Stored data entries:
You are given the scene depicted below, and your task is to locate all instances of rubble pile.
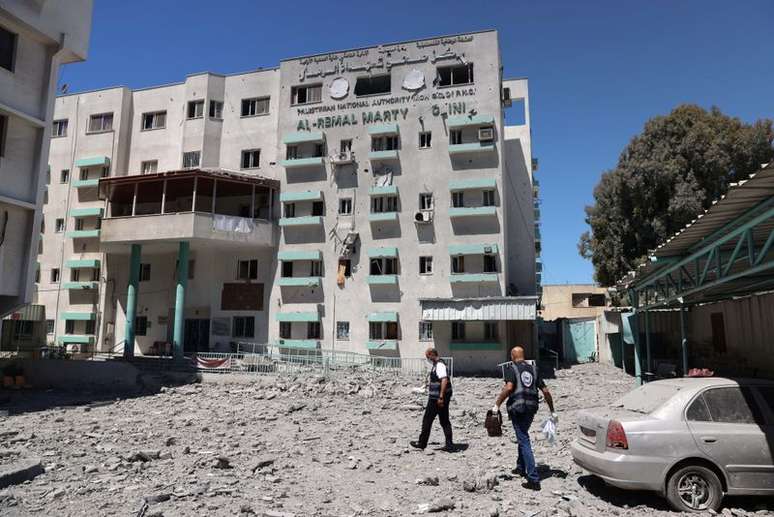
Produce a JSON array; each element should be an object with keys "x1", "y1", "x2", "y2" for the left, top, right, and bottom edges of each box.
[{"x1": 0, "y1": 363, "x2": 770, "y2": 516}]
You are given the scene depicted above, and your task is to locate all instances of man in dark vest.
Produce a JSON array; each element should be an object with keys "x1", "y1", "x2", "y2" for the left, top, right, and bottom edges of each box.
[
  {"x1": 410, "y1": 348, "x2": 455, "y2": 452},
  {"x1": 493, "y1": 345, "x2": 556, "y2": 490}
]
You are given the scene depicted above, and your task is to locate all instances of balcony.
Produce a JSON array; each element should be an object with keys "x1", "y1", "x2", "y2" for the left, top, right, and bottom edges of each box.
[
  {"x1": 278, "y1": 277, "x2": 322, "y2": 287},
  {"x1": 278, "y1": 250, "x2": 321, "y2": 261},
  {"x1": 62, "y1": 281, "x2": 98, "y2": 290},
  {"x1": 368, "y1": 149, "x2": 399, "y2": 161},
  {"x1": 449, "y1": 273, "x2": 498, "y2": 284},
  {"x1": 282, "y1": 131, "x2": 324, "y2": 145},
  {"x1": 280, "y1": 156, "x2": 326, "y2": 168},
  {"x1": 366, "y1": 274, "x2": 398, "y2": 285},
  {"x1": 65, "y1": 259, "x2": 101, "y2": 269},
  {"x1": 449, "y1": 206, "x2": 497, "y2": 218},
  {"x1": 448, "y1": 142, "x2": 496, "y2": 155},
  {"x1": 279, "y1": 215, "x2": 323, "y2": 227},
  {"x1": 99, "y1": 169, "x2": 278, "y2": 251},
  {"x1": 447, "y1": 114, "x2": 495, "y2": 129},
  {"x1": 279, "y1": 190, "x2": 322, "y2": 203},
  {"x1": 368, "y1": 212, "x2": 398, "y2": 223},
  {"x1": 60, "y1": 312, "x2": 96, "y2": 321},
  {"x1": 66, "y1": 229, "x2": 101, "y2": 239},
  {"x1": 70, "y1": 207, "x2": 103, "y2": 218}
]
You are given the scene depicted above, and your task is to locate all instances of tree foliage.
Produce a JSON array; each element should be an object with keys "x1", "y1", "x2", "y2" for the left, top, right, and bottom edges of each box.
[{"x1": 580, "y1": 105, "x2": 773, "y2": 286}]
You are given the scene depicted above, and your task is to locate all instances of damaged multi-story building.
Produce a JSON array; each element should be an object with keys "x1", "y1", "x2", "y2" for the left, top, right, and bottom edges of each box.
[{"x1": 33, "y1": 30, "x2": 540, "y2": 372}]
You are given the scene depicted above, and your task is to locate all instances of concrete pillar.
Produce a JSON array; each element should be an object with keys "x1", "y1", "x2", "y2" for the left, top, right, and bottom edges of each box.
[
  {"x1": 632, "y1": 312, "x2": 642, "y2": 386},
  {"x1": 680, "y1": 307, "x2": 689, "y2": 376},
  {"x1": 124, "y1": 244, "x2": 142, "y2": 359},
  {"x1": 173, "y1": 241, "x2": 190, "y2": 360}
]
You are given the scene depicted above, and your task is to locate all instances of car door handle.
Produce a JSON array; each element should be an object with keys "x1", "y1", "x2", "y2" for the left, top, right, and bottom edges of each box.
[{"x1": 701, "y1": 436, "x2": 717, "y2": 443}]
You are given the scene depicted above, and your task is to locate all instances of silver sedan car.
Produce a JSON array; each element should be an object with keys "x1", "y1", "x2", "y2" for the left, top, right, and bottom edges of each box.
[{"x1": 571, "y1": 377, "x2": 774, "y2": 512}]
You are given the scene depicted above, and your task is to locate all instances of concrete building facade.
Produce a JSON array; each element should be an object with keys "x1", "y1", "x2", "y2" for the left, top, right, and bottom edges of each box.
[
  {"x1": 0, "y1": 0, "x2": 93, "y2": 317},
  {"x1": 34, "y1": 30, "x2": 539, "y2": 372}
]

◆ **EXERCISE DETAILS**
Give back every record above word for word, dropping pictures.

◆ **YOUR SOLUTION**
You are given the scene depicted below, and your task is to locate all instances of rubble pile.
Produce a JSON array; each element should be an object with keys "x1", "y1", "x2", "y2" for the left, top, right, and bottom edges of each box.
[{"x1": 0, "y1": 363, "x2": 770, "y2": 516}]
You are given the scene depicted above, and your task is to locate all instances of man in dark vest.
Produce a JSON array; each element should be an object with keys "x1", "y1", "x2", "y2" for the left, top, right, and bottom edges of each box.
[
  {"x1": 410, "y1": 348, "x2": 455, "y2": 452},
  {"x1": 493, "y1": 345, "x2": 556, "y2": 490}
]
You are given the scene depicted above, and your task is to locate all instances of balcony.
Produce a JSON array; each element should be an object with keys "x1", "y1", "x2", "y2" for the left, top, right, and bottom edges of each box.
[
  {"x1": 278, "y1": 277, "x2": 322, "y2": 287},
  {"x1": 278, "y1": 250, "x2": 321, "y2": 261},
  {"x1": 62, "y1": 281, "x2": 98, "y2": 290},
  {"x1": 368, "y1": 149, "x2": 399, "y2": 161},
  {"x1": 449, "y1": 273, "x2": 498, "y2": 284},
  {"x1": 282, "y1": 131, "x2": 324, "y2": 145},
  {"x1": 280, "y1": 156, "x2": 326, "y2": 168},
  {"x1": 366, "y1": 274, "x2": 398, "y2": 285},
  {"x1": 65, "y1": 259, "x2": 101, "y2": 269},
  {"x1": 449, "y1": 206, "x2": 497, "y2": 218},
  {"x1": 448, "y1": 142, "x2": 496, "y2": 155},
  {"x1": 279, "y1": 215, "x2": 323, "y2": 227},
  {"x1": 99, "y1": 169, "x2": 278, "y2": 251},
  {"x1": 447, "y1": 114, "x2": 495, "y2": 129},
  {"x1": 279, "y1": 190, "x2": 322, "y2": 203},
  {"x1": 368, "y1": 212, "x2": 398, "y2": 223},
  {"x1": 60, "y1": 312, "x2": 96, "y2": 321},
  {"x1": 66, "y1": 229, "x2": 101, "y2": 239},
  {"x1": 70, "y1": 207, "x2": 103, "y2": 218}
]
You are given the scene depicted above, and your task is to locate all instances of tree foliage.
Produce a JSON array; each element should be an object with keys "x1", "y1", "x2", "y2" for the left, top, right, and bottom edges of each box.
[{"x1": 580, "y1": 105, "x2": 773, "y2": 286}]
You are given the scene depicted above, and your task is to locate all instances of damaged multi-story building.
Produce a JSON array; each element should be an object with keys "x1", "y1", "x2", "y2" for the left, top, right, and bottom edges of each box.
[{"x1": 33, "y1": 30, "x2": 540, "y2": 372}]
You are given the scene depicted above, and your task is to locate all instances of concrete pillar.
Produce a JSON array; each element should be an object with keys "x1", "y1", "x2", "y2" for the left, top, right, and bottom edges of each box.
[
  {"x1": 632, "y1": 312, "x2": 642, "y2": 386},
  {"x1": 680, "y1": 307, "x2": 689, "y2": 376},
  {"x1": 124, "y1": 244, "x2": 142, "y2": 359},
  {"x1": 173, "y1": 241, "x2": 190, "y2": 360}
]
You are given the scene depicted above, and your task is to locate all instances of car door handle.
Produce a JSON array; each element should be an object with keys "x1", "y1", "x2", "y2" for the left, top, right, and bottom edges of each box.
[{"x1": 701, "y1": 436, "x2": 717, "y2": 443}]
You are given the scene depicted above, and your task is to locate all instances of silver sedan car.
Produce a JSON array; each element should be an object with keys "x1", "y1", "x2", "y2" for the left, top, right, and bottom edges of each box.
[{"x1": 571, "y1": 377, "x2": 774, "y2": 512}]
You are given the scene depicted above, and your task is to locate all instances of concrete building facade.
Produce a JSON array; each element should be an object with keys "x1", "y1", "x2", "y2" for the left, top, right, and bottom edges of each box.
[
  {"x1": 0, "y1": 0, "x2": 93, "y2": 317},
  {"x1": 34, "y1": 30, "x2": 539, "y2": 372}
]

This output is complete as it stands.